## Source data
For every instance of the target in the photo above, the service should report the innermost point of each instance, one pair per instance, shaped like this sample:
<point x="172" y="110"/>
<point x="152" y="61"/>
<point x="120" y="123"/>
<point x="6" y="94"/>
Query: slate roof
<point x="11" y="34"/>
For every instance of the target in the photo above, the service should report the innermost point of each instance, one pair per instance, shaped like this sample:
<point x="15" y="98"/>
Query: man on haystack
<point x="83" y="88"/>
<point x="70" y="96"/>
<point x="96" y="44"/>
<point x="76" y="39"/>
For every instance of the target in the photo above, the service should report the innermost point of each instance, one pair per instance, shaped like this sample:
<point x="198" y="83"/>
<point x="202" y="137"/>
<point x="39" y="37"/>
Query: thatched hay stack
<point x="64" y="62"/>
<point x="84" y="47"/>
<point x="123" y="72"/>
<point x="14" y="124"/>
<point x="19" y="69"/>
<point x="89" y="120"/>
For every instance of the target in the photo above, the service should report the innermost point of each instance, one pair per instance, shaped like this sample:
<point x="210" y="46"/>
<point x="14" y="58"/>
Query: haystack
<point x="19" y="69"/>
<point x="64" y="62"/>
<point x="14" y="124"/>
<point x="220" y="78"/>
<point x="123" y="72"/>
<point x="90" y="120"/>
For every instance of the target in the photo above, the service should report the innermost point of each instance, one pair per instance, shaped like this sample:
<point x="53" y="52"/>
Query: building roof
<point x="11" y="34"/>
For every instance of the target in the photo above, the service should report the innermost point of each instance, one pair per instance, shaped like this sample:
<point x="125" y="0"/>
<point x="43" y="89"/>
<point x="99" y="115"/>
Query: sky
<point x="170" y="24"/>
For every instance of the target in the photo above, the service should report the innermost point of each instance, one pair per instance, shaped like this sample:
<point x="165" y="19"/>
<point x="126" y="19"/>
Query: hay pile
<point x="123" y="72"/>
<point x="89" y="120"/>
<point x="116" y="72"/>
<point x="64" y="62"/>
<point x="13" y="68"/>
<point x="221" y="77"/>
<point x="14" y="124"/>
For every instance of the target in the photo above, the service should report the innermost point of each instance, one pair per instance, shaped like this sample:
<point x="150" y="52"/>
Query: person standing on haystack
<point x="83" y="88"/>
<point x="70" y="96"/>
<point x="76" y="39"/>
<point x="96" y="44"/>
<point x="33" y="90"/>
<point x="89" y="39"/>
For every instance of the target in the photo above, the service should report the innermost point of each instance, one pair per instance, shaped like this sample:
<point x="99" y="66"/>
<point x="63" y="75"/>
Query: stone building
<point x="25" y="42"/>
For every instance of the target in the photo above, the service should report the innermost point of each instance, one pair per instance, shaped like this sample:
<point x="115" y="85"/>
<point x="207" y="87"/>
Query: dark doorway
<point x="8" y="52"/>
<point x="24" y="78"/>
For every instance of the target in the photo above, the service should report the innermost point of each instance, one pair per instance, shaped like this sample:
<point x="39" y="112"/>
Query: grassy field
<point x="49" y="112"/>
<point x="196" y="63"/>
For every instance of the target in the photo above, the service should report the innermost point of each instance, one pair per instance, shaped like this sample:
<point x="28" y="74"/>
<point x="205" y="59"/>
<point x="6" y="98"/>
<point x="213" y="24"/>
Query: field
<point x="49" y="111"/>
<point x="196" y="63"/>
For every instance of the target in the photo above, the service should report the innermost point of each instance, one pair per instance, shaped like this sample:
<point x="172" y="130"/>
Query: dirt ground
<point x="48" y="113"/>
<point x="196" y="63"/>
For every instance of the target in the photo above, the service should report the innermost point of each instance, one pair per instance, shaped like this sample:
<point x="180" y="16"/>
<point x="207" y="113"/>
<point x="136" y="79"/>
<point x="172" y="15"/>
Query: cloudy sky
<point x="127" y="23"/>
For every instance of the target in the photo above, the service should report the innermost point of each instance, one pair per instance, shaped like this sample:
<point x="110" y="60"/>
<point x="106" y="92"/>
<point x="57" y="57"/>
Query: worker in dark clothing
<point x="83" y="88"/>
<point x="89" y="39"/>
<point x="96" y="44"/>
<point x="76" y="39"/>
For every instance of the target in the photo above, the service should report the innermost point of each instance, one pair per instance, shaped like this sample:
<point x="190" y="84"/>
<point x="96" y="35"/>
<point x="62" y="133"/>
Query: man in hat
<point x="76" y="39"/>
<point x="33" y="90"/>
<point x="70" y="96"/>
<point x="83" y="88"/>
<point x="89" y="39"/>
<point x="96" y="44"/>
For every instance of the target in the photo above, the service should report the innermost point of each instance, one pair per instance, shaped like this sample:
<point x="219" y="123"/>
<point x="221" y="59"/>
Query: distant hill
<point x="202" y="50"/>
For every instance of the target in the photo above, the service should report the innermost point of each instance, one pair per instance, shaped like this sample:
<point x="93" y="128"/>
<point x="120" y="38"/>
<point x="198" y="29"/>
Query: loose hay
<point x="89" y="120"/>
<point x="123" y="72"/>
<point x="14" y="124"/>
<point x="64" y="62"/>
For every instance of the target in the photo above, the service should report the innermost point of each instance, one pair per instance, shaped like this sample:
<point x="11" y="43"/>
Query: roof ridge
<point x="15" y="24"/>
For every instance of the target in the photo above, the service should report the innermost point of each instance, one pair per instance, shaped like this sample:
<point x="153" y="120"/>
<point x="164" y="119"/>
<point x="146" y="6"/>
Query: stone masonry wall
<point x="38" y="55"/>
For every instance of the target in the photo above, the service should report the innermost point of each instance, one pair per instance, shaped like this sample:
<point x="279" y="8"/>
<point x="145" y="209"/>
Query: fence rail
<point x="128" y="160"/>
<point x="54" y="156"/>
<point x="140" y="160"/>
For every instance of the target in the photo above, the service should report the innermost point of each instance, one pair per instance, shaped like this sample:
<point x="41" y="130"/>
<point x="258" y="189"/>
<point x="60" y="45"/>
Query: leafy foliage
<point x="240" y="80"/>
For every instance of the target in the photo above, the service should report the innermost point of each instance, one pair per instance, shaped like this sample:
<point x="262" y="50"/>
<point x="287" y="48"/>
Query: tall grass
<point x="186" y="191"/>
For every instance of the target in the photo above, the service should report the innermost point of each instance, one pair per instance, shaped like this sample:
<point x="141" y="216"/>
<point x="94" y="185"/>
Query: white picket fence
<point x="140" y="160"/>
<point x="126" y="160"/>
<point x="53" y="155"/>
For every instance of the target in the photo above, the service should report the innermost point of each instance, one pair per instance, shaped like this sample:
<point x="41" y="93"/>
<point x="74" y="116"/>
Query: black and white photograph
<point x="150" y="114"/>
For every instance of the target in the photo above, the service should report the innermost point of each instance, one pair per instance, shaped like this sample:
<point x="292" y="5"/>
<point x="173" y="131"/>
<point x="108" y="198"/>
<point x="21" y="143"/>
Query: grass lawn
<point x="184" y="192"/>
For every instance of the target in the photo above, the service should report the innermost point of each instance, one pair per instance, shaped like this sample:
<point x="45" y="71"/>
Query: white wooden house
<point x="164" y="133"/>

## Instructions to follow
Every line of the material must be returned exactly as it appears.

## Exercise solution
For every instance of the target in the photo above, the service should report the innermost point of each instance, one pair per instance, shaped like this sample:
<point x="172" y="110"/>
<point x="152" y="61"/>
<point x="120" y="123"/>
<point x="6" y="94"/>
Query: slate roof
<point x="11" y="34"/>
For every instance of the target in the photo above, the service should report the innermost point of each instance, one pair per instance, shaped like this sample:
<point x="15" y="98"/>
Query: man on haystack
<point x="83" y="88"/>
<point x="70" y="96"/>
<point x="96" y="44"/>
<point x="76" y="39"/>
For every instance of the target in the photo above, the service should report the innermost point of each instance, one pair per instance, shaped like this sample:
<point x="198" y="83"/>
<point x="202" y="137"/>
<point x="39" y="37"/>
Query: thatched hay stack
<point x="64" y="62"/>
<point x="84" y="47"/>
<point x="123" y="72"/>
<point x="14" y="124"/>
<point x="19" y="69"/>
<point x="89" y="120"/>
For every instance of the target in the photo above, the service should report the innermost point of each instance, one pair per instance, shaped like this sample:
<point x="210" y="46"/>
<point x="14" y="58"/>
Query: haystack
<point x="19" y="69"/>
<point x="64" y="62"/>
<point x="14" y="124"/>
<point x="220" y="78"/>
<point x="123" y="72"/>
<point x="90" y="120"/>
For every instance of the target in the photo above, the service should report the innermost point of each instance, one pair per instance, shaped like this sample:
<point x="53" y="52"/>
Query: building roof
<point x="11" y="34"/>
For every instance of the target in the photo above, the service should report the innermost point of each instance, one pair per instance, shaped like this sample:
<point x="125" y="0"/>
<point x="43" y="89"/>
<point x="99" y="115"/>
Query: sky
<point x="170" y="24"/>
For every instance of the target in the photo above, the service should report the innermost point of each instance, one pair per instance, shaped like this sample:
<point x="165" y="19"/>
<point x="126" y="19"/>
Query: hay pile
<point x="123" y="72"/>
<point x="89" y="120"/>
<point x="116" y="72"/>
<point x="64" y="62"/>
<point x="13" y="68"/>
<point x="221" y="77"/>
<point x="14" y="124"/>
For every instance of the target in the photo above, the service should report the innermost point of each instance, one pair per instance, shaped like this sample:
<point x="150" y="52"/>
Query: person standing on haystack
<point x="83" y="88"/>
<point x="70" y="96"/>
<point x="76" y="39"/>
<point x="96" y="44"/>
<point x="33" y="90"/>
<point x="89" y="39"/>
For every instance of the target in the photo above, the service should report the innermost point of each instance, one pair per instance, shaped like this sample:
<point x="99" y="66"/>
<point x="63" y="75"/>
Query: stone building
<point x="25" y="42"/>
For every instance of the target in the photo above, the service should report the innermost point of each instance, one pair per instance, shaped like this sample:
<point x="115" y="85"/>
<point x="207" y="87"/>
Query: dark doorway
<point x="8" y="52"/>
<point x="24" y="78"/>
For every instance of the target in the photo above, the service should report the innermost point of each instance, one pair per instance, shaped like this sample:
<point x="39" y="112"/>
Query: grassy field
<point x="49" y="112"/>
<point x="196" y="63"/>
For every instance of the target in the photo above, the service should report the innermost point of each instance, one pair per instance, shaped like this sample:
<point x="28" y="74"/>
<point x="205" y="59"/>
<point x="6" y="98"/>
<point x="213" y="24"/>
Query: field
<point x="49" y="111"/>
<point x="196" y="63"/>
For every instance of the target in the photo above, the service should report the innermost point of each instance, one pair per instance, shaped like this sample:
<point x="172" y="130"/>
Query: dirt ground
<point x="48" y="113"/>
<point x="196" y="63"/>
For every instance of the target in the photo above, the service should report the innermost point of each instance, one pair per instance, shaped like this sample:
<point x="180" y="16"/>
<point x="207" y="113"/>
<point x="136" y="79"/>
<point x="172" y="15"/>
Query: cloudy sky
<point x="127" y="23"/>
For every instance of the target in the photo above, the service should report the innermost point of each instance, one pair per instance, shaped like this sample:
<point x="110" y="60"/>
<point x="106" y="92"/>
<point x="57" y="57"/>
Query: worker in dark clothing
<point x="83" y="88"/>
<point x="89" y="39"/>
<point x="96" y="44"/>
<point x="76" y="39"/>
For every instance of the target in the photo above, the service should report the innermost point of each instance, one pair per instance, shaped like this sample:
<point x="190" y="84"/>
<point x="96" y="35"/>
<point x="62" y="133"/>
Query: man in hat
<point x="76" y="39"/>
<point x="33" y="90"/>
<point x="70" y="96"/>
<point x="83" y="88"/>
<point x="89" y="39"/>
<point x="96" y="44"/>
For every instance of the target in the photo above, the service should report the innermost point of each instance, one pair per instance, shaped like this sample:
<point x="219" y="123"/>
<point x="221" y="59"/>
Query: distant hill
<point x="202" y="50"/>
For every instance of the target in the photo above, the service should report the innermost point of each instance, one pair per instance, shaped like this sample:
<point x="93" y="128"/>
<point x="120" y="38"/>
<point x="198" y="29"/>
Query: loose hay
<point x="89" y="120"/>
<point x="123" y="72"/>
<point x="14" y="124"/>
<point x="64" y="62"/>
For every instance of the target in the photo above, the service should report the innermost point of each instance, one pair per instance, shaped like this sample:
<point x="11" y="43"/>
Query: roof ridge
<point x="15" y="24"/>
For every instance of the target in the photo above, the service should report the innermost point of each instance, one pair per instance, shaped like this sample:
<point x="153" y="120"/>
<point x="164" y="119"/>
<point x="146" y="6"/>
Query: stone masonry wall
<point x="38" y="55"/>
For every instance of the target in the photo above, the service should report the innermost point of each instance, one pair per instance, shaped like this sample:
<point x="279" y="8"/>
<point x="145" y="209"/>
Query: fence rail
<point x="128" y="160"/>
<point x="54" y="156"/>
<point x="140" y="160"/>
For every instance of the target in the photo above, the service should report the innermost point of each instance, one pair per instance, shaped like this sample:
<point x="41" y="130"/>
<point x="258" y="189"/>
<point x="60" y="45"/>
Query: leafy foliage
<point x="240" y="80"/>
For every instance of the target in the photo above, the service should report the innermost point of each instance, one pair per instance, shaped like this sample:
<point x="262" y="50"/>
<point x="287" y="48"/>
Query: tall grass
<point x="186" y="191"/>
For every instance of the target in the photo above, the service should report the innermost point of each instance, one pair per instance, shaped like this sample:
<point x="141" y="216"/>
<point x="94" y="185"/>
Query: white picket fence
<point x="140" y="160"/>
<point x="126" y="160"/>
<point x="53" y="155"/>
For every instance of the target in the photo above, the service should report the innermost point of each instance, one pair per instance, shaped like this sample:
<point x="41" y="93"/>
<point x="74" y="116"/>
Query: black and white photograph
<point x="150" y="114"/>
For every instance of the target in the photo above, the service should report the innermost point of each instance, one pair per instance, shaped like this sample:
<point x="292" y="5"/>
<point x="173" y="131"/>
<point x="108" y="198"/>
<point x="21" y="143"/>
Query: grass lawn
<point x="184" y="192"/>
For every instance of the target in the photo above, the service should report the innermost point of each instance, one pair per instance, shaped like this sample:
<point x="45" y="71"/>
Query: white wooden house
<point x="164" y="133"/>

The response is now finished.